Textabschnitt>
Apropos Controller: Dabei ist es keineswegs – wie vielerorts behauptet – so, dass allzu konservative Ansichten Unternehmen nicht schaden. Administratoren, die tagein tagaus dieselben Arbeiten erledigen, können sich nicht an der Entwicklung neuer Produkte oder neuer Dienste beteiligen. Fehler, die durch menschliches Versagen in Notfällen entstehen, finden üblicherweise nicht unmittelbar Eingang in Bilanzen. Bei vielen dominiert irgendwann zudem die Langeweile im Gespann mit einer gehörigen Portion Frust, sodass sie sich entnervt neue Herausforderungen bei anderen Arbeitgebern suchen und so zum Fachkräftemangel des ursprünglichen Unternehmens beitragen. All diese Konsequenzen sind aber nicht unmittelbare Folge eines spezifischen Ereignisses, sondern verdeckte Konsequenzen allgemeiner Technikfeindlichkeit.

Die Aufgaben>
(a) Woran können sich Administratoren, die tagein tagaus dieselben Arbeiten erledigen, laut dem Abschnitt über Technikfeindlichkeit in Unternehmen nicht beteiligen?
(b) Schreiben Sie den Abschnitt über Technikfeindlichkeit in Unternehmen im Anschluss an seinen letzten Satz weiter.

Datenauszug>
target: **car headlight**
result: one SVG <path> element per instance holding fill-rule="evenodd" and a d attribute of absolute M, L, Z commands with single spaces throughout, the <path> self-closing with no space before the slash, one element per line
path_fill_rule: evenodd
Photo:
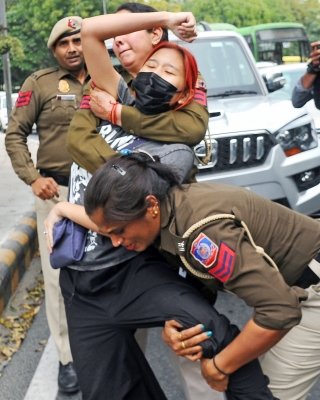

Lösungen>
(a) An der Entwicklung neuer Produkte oder neuer Dienste.

(b)
Zur Wahrheit gehört allerdings auch: Nicht einmal direkter und unmittelbarer Schaden führt vielerorts zum Umdenken. Die nach etlichen Jahren der Warteschleife nun endlich "scharfe" DSGVO etwa sieht explizite Strafen für Firmen vor, die beim Schutz ihrer Daten nicht zeitgemäß vorgehen. Zwar ist die DSGVO hier sehr schwammig, doch dürften Administratoren in vielen Unternehmen wohl daran scheitern, Datenschützern das lokale, meist "historisch gewachsene" Flickwerk als Security auf der Höhe der Zeit zu präsentieren. Und je nach Größe einer Bude kann das durchaus heftige Strafzahlungen nach sich ziehen. Statt tätig zu werden, sitzen viele Unternehmen das Risiko stattdessen aus, frei nach dem Motto "wird schon gut gehen".

Nota bene: Die Welt ist nichts schwarz-weiß und die beschriebenen Kritikpunkte treffen nicht auf sämtliche Unternehmen einheitlich zu. Gerade Großkonzerne wie VW haben in den vergangenen Jahren bewiesen, dass echte technische Innovation möglich ist, wenn man solche Projekte sinnvoll angeht und einen langen Atem hat. Der größere Teil der Industrie muss sich aber den Vorwurf gefallen lassen, in mancherlei IT-Hinsicht in der Pendeluhr zu schlafen.

Damit indes muss endlich Schluss sein: Zumindest wer heute neue Setups in der IT plant, darf nicht länger wie selbstverständlich Faktoren wie Automation und Lifecycle-Management ignorieren. Neue Sicherheitskonzepte wie Zero Trust müssen endlich in der Breite der gesamten Industrie Widerhall finden und zum Einsatz kommen, statt nur einer pseudo-hippen Elite bekannt zu bleiben. Wer Server mit 12 Jahre alten Betriebssystemen pflegt, hat die Kontrolle über seinen IT-Betrieb verloren und muss dringend mit dem eisernen Besen anrücken.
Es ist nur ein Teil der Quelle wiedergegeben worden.